# [Directions]
Return in full every line of the items below that contains the string "pole". Case counts.

Data records:

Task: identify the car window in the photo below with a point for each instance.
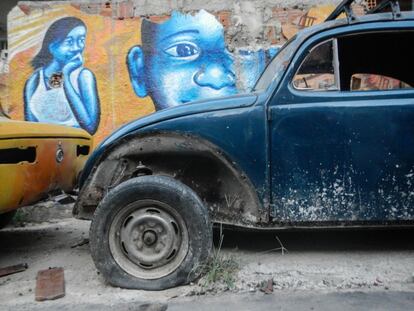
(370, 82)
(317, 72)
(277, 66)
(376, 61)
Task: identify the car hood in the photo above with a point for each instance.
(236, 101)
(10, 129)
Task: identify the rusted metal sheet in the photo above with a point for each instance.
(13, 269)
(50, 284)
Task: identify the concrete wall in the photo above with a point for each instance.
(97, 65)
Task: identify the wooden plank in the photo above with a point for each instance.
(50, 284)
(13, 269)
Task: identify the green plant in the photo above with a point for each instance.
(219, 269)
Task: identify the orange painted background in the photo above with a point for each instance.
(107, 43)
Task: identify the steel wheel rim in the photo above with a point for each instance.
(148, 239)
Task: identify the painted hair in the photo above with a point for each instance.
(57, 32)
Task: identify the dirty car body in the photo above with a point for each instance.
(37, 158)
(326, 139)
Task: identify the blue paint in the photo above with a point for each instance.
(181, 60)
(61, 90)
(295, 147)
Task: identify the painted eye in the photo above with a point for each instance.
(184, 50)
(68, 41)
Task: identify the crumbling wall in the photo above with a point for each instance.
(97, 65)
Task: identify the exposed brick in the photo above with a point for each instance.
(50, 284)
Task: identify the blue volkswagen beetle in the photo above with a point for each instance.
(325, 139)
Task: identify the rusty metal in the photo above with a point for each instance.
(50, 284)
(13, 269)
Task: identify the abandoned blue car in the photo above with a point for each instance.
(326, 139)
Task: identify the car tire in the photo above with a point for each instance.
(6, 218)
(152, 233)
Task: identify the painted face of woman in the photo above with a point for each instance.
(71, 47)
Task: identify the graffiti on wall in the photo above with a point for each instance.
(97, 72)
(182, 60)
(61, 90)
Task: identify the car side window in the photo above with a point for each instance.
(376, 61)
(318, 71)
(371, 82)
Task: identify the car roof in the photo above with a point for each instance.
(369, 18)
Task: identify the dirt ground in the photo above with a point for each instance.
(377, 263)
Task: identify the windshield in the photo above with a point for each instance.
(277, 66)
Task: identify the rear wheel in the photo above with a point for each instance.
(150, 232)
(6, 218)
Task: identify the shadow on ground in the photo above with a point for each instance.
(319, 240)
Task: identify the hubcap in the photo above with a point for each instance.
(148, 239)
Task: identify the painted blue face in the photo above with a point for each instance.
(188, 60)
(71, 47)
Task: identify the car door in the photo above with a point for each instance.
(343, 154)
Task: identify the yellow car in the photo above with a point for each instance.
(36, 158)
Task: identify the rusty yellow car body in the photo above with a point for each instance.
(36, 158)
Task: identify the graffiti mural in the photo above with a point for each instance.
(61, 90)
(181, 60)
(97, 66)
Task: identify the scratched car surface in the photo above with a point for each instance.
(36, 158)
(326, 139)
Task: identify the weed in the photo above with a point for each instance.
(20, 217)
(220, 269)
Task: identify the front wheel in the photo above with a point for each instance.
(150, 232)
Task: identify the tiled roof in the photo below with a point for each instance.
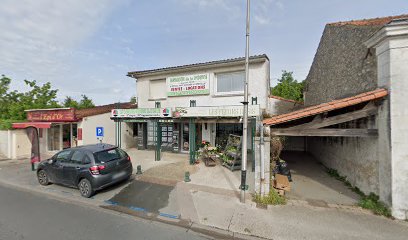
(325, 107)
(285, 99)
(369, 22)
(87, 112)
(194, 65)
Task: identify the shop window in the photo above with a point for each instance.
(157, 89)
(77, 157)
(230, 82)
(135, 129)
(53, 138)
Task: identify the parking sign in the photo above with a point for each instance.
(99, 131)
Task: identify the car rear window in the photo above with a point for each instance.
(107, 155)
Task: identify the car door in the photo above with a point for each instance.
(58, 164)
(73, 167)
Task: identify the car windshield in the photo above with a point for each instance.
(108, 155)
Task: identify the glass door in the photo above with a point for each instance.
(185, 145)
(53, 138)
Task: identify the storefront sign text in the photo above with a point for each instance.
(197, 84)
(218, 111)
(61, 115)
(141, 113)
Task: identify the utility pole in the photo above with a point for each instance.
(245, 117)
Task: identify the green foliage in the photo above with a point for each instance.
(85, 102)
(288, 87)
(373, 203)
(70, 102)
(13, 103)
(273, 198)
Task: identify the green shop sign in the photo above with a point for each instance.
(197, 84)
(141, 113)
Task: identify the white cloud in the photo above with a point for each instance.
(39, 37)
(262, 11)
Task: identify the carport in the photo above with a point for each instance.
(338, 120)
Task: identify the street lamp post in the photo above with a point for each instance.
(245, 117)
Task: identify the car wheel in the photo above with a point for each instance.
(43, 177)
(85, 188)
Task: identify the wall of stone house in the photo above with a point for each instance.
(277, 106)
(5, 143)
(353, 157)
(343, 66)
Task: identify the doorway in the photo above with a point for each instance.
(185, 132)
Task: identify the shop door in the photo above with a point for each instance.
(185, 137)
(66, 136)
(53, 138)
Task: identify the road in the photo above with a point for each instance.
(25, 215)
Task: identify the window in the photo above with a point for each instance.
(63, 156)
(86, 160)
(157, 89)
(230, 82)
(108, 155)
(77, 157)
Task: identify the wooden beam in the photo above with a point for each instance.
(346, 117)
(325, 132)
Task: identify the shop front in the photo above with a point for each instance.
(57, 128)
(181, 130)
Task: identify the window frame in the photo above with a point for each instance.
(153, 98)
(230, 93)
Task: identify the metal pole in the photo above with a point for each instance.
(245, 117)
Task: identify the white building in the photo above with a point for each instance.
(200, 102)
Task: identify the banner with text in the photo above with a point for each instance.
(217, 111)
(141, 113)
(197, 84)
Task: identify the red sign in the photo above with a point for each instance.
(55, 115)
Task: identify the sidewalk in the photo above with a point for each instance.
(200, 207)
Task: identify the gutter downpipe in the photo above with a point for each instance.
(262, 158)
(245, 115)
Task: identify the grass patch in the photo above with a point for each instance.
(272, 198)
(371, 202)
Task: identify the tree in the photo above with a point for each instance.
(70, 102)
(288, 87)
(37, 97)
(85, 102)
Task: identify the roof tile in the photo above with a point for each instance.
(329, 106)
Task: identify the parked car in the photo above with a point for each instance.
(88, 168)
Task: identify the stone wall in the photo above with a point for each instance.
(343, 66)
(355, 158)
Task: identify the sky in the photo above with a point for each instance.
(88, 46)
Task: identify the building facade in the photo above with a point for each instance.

* * *

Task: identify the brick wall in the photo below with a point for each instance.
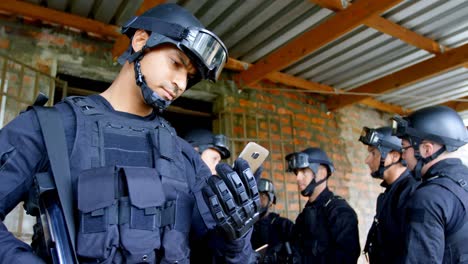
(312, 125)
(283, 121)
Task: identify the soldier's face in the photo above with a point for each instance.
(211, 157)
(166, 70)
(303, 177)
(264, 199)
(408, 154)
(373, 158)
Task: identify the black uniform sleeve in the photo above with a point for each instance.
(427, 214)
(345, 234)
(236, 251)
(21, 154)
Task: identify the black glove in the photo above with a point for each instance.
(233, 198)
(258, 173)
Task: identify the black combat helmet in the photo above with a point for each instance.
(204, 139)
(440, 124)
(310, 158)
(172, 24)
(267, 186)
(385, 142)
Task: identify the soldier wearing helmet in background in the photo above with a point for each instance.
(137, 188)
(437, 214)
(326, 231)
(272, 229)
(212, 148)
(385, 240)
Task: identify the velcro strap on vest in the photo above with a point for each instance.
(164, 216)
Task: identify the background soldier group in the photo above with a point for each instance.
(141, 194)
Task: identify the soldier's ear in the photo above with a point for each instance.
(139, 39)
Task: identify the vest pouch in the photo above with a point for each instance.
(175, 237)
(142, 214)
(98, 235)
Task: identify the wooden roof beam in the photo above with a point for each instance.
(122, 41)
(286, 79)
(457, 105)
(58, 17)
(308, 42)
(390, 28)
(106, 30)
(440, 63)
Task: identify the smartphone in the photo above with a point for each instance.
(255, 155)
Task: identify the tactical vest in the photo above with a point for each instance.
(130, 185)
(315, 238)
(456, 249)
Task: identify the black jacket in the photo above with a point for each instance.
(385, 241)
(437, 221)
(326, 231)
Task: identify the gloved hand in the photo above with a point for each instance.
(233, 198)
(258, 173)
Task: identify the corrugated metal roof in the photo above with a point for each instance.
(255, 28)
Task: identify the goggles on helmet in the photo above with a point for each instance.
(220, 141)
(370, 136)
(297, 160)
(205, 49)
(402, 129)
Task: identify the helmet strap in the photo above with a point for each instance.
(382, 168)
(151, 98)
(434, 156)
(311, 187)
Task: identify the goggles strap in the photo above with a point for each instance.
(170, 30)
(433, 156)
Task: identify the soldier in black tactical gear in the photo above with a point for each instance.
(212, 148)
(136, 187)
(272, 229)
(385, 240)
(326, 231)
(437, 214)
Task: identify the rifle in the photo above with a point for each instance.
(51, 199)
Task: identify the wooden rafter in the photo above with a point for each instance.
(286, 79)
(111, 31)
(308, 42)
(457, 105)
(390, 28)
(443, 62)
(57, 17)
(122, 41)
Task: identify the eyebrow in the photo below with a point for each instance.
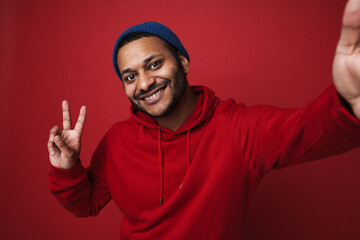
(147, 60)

* * *

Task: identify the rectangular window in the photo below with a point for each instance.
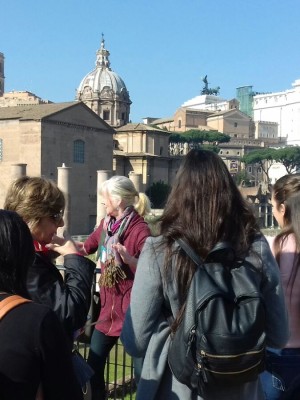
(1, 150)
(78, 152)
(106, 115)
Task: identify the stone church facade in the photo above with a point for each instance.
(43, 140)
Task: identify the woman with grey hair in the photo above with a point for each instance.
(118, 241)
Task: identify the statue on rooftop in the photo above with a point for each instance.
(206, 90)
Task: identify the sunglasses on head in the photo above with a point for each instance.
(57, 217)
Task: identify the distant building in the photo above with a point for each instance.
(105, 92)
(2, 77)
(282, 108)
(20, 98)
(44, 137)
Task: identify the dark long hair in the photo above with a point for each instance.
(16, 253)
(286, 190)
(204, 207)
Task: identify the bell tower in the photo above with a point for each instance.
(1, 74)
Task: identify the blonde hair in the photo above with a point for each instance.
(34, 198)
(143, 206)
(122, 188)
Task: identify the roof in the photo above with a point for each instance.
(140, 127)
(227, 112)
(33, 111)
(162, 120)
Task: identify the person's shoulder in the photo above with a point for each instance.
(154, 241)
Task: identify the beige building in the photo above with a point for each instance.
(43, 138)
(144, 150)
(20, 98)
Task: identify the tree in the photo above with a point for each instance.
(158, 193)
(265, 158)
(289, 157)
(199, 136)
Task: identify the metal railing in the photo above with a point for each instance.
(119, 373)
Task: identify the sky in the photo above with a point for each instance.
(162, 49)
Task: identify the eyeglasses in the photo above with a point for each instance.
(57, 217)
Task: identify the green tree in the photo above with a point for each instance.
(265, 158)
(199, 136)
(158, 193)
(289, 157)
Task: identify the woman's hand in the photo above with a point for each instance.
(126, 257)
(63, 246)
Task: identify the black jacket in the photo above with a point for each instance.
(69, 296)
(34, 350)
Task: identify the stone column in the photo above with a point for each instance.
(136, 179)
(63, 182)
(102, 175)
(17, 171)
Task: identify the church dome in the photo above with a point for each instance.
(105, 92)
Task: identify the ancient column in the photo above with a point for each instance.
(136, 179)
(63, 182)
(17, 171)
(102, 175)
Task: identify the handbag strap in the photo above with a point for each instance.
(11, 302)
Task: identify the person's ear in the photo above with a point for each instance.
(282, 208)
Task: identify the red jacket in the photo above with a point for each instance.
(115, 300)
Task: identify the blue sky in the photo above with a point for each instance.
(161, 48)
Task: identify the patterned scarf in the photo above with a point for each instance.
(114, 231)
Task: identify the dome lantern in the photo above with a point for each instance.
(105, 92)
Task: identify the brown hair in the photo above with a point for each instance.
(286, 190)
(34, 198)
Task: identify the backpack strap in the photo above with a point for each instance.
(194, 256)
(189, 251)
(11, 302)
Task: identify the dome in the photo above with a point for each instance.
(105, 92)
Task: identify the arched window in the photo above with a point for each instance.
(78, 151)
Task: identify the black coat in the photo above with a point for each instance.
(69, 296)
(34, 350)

# [Output of the exercise]
Task: identify the utility pole in the photo above with a point for each instance.
Task: identify the metal pole in the photo above with a point for each instance.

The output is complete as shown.